- _Instructions for the task_
Repeat the entries that follow, exactly as they are written.

- _Records for this exercise_
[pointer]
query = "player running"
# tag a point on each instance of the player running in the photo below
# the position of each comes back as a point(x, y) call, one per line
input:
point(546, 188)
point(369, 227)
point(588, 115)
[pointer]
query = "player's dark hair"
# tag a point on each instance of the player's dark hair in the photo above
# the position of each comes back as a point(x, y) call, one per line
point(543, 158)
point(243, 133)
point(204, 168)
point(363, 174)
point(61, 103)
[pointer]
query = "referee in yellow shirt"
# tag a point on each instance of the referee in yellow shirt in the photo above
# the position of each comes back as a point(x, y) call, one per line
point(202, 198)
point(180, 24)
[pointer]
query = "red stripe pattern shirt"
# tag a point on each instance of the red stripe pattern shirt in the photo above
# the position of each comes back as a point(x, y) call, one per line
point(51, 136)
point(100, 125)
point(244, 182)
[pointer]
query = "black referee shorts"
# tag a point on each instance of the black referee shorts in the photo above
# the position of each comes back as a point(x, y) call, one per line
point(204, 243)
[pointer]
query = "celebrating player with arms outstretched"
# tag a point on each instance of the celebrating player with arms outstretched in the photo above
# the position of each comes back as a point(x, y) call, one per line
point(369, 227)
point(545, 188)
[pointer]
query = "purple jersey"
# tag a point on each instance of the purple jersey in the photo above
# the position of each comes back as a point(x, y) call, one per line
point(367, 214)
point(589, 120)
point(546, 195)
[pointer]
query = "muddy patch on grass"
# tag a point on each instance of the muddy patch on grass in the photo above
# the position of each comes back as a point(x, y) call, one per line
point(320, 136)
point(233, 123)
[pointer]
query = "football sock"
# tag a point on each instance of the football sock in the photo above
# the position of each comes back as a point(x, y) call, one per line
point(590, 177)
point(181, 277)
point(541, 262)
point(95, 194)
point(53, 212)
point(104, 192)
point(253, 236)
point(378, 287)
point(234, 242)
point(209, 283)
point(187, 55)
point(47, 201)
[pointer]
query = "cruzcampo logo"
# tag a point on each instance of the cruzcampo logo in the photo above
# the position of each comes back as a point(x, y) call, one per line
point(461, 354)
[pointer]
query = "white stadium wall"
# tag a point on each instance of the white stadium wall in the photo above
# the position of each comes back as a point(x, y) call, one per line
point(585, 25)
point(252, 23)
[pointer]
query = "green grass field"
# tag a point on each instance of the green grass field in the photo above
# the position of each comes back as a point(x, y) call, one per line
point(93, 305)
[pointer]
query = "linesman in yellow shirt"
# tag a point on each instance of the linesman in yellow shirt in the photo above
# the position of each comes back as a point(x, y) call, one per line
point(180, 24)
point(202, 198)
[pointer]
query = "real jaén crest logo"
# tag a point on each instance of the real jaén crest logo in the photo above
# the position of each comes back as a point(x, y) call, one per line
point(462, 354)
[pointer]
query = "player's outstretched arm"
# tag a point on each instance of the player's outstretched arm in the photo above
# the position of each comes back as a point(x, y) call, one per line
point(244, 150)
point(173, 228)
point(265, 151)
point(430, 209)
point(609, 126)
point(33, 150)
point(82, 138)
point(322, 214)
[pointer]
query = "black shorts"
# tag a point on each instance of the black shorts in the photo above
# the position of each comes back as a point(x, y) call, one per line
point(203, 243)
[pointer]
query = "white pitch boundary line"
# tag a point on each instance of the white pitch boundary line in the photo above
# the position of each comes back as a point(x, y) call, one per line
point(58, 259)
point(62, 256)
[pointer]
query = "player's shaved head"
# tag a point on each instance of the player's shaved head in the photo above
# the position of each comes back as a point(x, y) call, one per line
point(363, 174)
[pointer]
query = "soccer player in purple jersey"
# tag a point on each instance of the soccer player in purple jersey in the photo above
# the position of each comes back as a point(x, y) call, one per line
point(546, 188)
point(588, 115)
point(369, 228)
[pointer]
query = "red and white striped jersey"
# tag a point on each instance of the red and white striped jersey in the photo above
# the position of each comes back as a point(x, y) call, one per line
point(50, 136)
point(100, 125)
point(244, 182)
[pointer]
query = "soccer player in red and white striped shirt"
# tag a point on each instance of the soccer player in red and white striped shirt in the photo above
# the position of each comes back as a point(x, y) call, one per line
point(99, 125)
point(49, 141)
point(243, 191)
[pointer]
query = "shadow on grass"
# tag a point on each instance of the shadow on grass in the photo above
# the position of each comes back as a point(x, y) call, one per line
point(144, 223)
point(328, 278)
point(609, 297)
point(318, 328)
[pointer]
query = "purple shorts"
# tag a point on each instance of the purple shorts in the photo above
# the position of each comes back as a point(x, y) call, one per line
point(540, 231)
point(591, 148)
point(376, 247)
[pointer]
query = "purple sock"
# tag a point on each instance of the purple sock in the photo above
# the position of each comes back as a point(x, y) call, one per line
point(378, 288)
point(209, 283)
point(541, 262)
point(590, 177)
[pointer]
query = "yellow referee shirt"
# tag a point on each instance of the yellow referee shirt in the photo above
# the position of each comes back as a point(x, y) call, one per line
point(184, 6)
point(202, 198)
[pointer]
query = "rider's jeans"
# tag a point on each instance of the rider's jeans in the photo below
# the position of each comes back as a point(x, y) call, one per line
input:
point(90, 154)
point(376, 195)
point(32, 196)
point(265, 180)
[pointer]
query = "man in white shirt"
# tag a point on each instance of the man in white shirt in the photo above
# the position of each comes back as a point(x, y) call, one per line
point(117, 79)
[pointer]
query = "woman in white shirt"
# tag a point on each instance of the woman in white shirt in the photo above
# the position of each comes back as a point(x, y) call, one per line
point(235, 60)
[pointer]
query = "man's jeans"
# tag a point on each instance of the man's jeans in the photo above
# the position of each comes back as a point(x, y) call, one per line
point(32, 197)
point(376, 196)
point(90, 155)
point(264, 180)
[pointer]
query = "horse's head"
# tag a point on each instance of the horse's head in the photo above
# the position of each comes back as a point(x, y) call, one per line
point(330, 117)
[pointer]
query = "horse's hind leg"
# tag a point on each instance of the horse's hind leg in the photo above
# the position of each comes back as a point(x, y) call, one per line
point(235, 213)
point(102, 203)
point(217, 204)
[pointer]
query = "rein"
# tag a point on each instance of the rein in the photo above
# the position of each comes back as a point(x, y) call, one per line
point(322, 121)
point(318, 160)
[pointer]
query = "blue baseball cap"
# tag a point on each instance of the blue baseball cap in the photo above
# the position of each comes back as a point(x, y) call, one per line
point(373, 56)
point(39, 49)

- _Result of the task_
[pointer]
query = "player running"
# tag a point on each instance of the player running in the photo below
# the position of each comes back as a point(x, y) call, one per line
input:
point(546, 188)
point(369, 227)
point(588, 115)
[pointer]
query = "player's dark hair"
# tag a point on each instance of the player's dark hair in the photo above
# the position of each comes back as a point(x, y) call, one per line
point(543, 158)
point(243, 133)
point(204, 168)
point(363, 174)
point(61, 103)
[pointer]
query = "referee in yellow shirt"
# tag a point on each instance of the referee in yellow shirt in the photo above
# the position of each comes back as a point(x, y) call, one per line
point(202, 198)
point(180, 24)
[pointer]
query = "red stripe pattern shirt"
# tag a point on each instance of the red stripe pattern shirt in the photo above
# the position of each comes back as a point(x, y) call, one per line
point(51, 136)
point(100, 125)
point(244, 182)
[pointer]
query = "black referee shorts"
# tag a point on each instance of the black referee shorts in the photo above
# the position of each comes back as a point(x, y) call, one per line
point(204, 243)
[pointer]
query = "celebrating player with arms outstretched"
# tag a point on each instance of the celebrating player with arms outstretched in the photo above
# the position of each comes back as a point(x, y) call, one per line
point(369, 227)
point(545, 188)
[pointer]
query = "purple jersey"
# tag a point on each instance of the purple jersey in the photo above
# the position of each comes back as a point(x, y) call, one per line
point(367, 214)
point(589, 120)
point(546, 195)
[pointer]
query = "muddy patch on grass"
# tag a point on each instance of the muddy patch on grass in the photo above
# the position of each comes back as a point(x, y) call, one per line
point(320, 136)
point(233, 123)
[pointer]
query = "football sock"
# tag a point on each instance of the football sock in the photo above
# the position of each comes back as a point(x, y) call, one per line
point(590, 177)
point(181, 277)
point(541, 262)
point(95, 194)
point(53, 212)
point(104, 192)
point(253, 236)
point(378, 287)
point(234, 242)
point(209, 283)
point(187, 55)
point(47, 201)
[pointer]
query = "cruzcampo logo"
# tag a point on each instance of the cruzcampo logo in the photo above
# the position of each comes back as a point(x, y) call, one per line
point(461, 354)
[pointer]
query = "white stadium wall"
# tag a point on each instance of the white stadium wall in the photo above
# the position of each comes back as a point(x, y) call, one per line
point(585, 25)
point(252, 23)
[pointer]
query = "green grass field"
# tag a point on each instance of the green grass field in the photo above
# the position of each comes back as a point(x, y) call, one per line
point(93, 305)
[pointer]
query = "linesman in yellow shirt"
# tag a point on each instance of the linesman in yellow shirt in the photo above
# the position of each comes back as a point(x, y) call, one per line
point(180, 24)
point(202, 198)
[pointer]
query = "real jaén crest logo"
# tag a point on each instance of the real jaén crest logo in the photo above
# the position of each comes back as a point(x, y) call, one per line
point(462, 354)
[pointer]
query = "player's outstretched arm"
# tag a point on each instance of the player's outstretched arm in the photo above
# the position of each comes back as a point(x, y) call, one per line
point(244, 150)
point(173, 228)
point(265, 151)
point(430, 209)
point(609, 126)
point(33, 150)
point(82, 138)
point(322, 214)
[pointer]
query = "black shorts"
# tag a point on each instance of the black shorts in the photo above
# the position of each comes back as a point(x, y) call, one per line
point(203, 243)
[pointer]
query = "white pitch boundary line"
# tag a point on each instance of the white pitch boundary line in the photo above
# the position of each comes back as a point(x, y) call, one per line
point(58, 259)
point(62, 256)
[pointer]
query = "player's shaved head"
# tag a point on each instance of the player's shaved head in the photo above
# the position of each comes back as a point(x, y) call, one per line
point(363, 174)
[pointer]
query = "soccer player in purple jersey"
# tag a point on each instance of the soccer player in purple jersey in the photo above
# the position of each comes back as a point(x, y) call, one per line
point(546, 188)
point(588, 115)
point(369, 228)
[pointer]
query = "red and white striped jersey"
# tag a point on each instance of the red and white striped jersey in the photo above
# the position of each comes back as a point(x, y) call, one per line
point(50, 136)
point(100, 125)
point(244, 182)
[pointer]
query = "soccer player in red and white striped shirt"
# tag a point on each instance of the soccer player in red and white striped shirt in the photo above
# the position of each comes back as a point(x, y) call, one per line
point(99, 125)
point(49, 141)
point(243, 191)
[pointer]
query = "shadow on grass"
# tag a point on each instance of the shadow on grass in the photo above
# the position of each comes back as a point(x, y) call, one per line
point(144, 223)
point(328, 278)
point(609, 297)
point(318, 328)
[pointer]
query = "purple shorts"
# tag a point on each instance of the purple shorts in the photo above
# the position of each comes back as a point(x, y) call, one per line
point(540, 231)
point(591, 148)
point(376, 247)
[pointer]
query = "purple sock"
# tag a point on each instance of the purple sock in the photo above
# the position of each comes back as a point(x, y) call, one per line
point(378, 288)
point(209, 283)
point(541, 262)
point(590, 177)
[pointer]
query = "yellow referee shirt"
# tag a point on each instance of the yellow referee shirt in the photo above
# the position of each comes back as a point(x, y) call, one per line
point(184, 6)
point(202, 198)
[pointer]
query = "rider's jeans"
# tag a point on each instance of the rider's jeans in the photo below
# the position of each comes back as a point(x, y) call, one per line
input:
point(90, 154)
point(376, 195)
point(32, 196)
point(265, 180)
[pointer]
query = "man in white shirt"
# tag a point on each instance of the man in white shirt in the photo above
# the position of each comes back as a point(x, y) call, one per line
point(117, 79)
[pointer]
query = "woman in white shirt"
# tag a point on each instance of the woman in white shirt in the photo above
# the position of each comes back as a point(x, y) call, one per line
point(235, 60)
[pointer]
query = "man's jeans"
# tag a point on each instance of the man's jeans in the photo above
# the position of each comes back as a point(x, y) call, one per line
point(32, 197)
point(376, 196)
point(90, 155)
point(264, 180)
[pointer]
query = "horse's head"
# tag a point on each instance of the horse's head in the photo above
# the position of each comes back as a point(x, y) call, one per line
point(330, 117)
[pointer]
query = "horse's hind leg"
# tag a point on each instance of the horse's hind leg in the photo above
# the position of each comes back as a point(x, y) call, one per line
point(235, 213)
point(102, 203)
point(217, 204)
[pointer]
query = "rein"
# tag a point on each instance of the rein in the photo above
# the position of each comes back as a point(x, y) call, one per line
point(322, 121)
point(318, 160)
[pointer]
query = "blue baseball cap"
# tag a point on each instance of the blue baseball cap in the photo above
# the position of each comes back as a point(x, y) call, one per line
point(373, 56)
point(39, 49)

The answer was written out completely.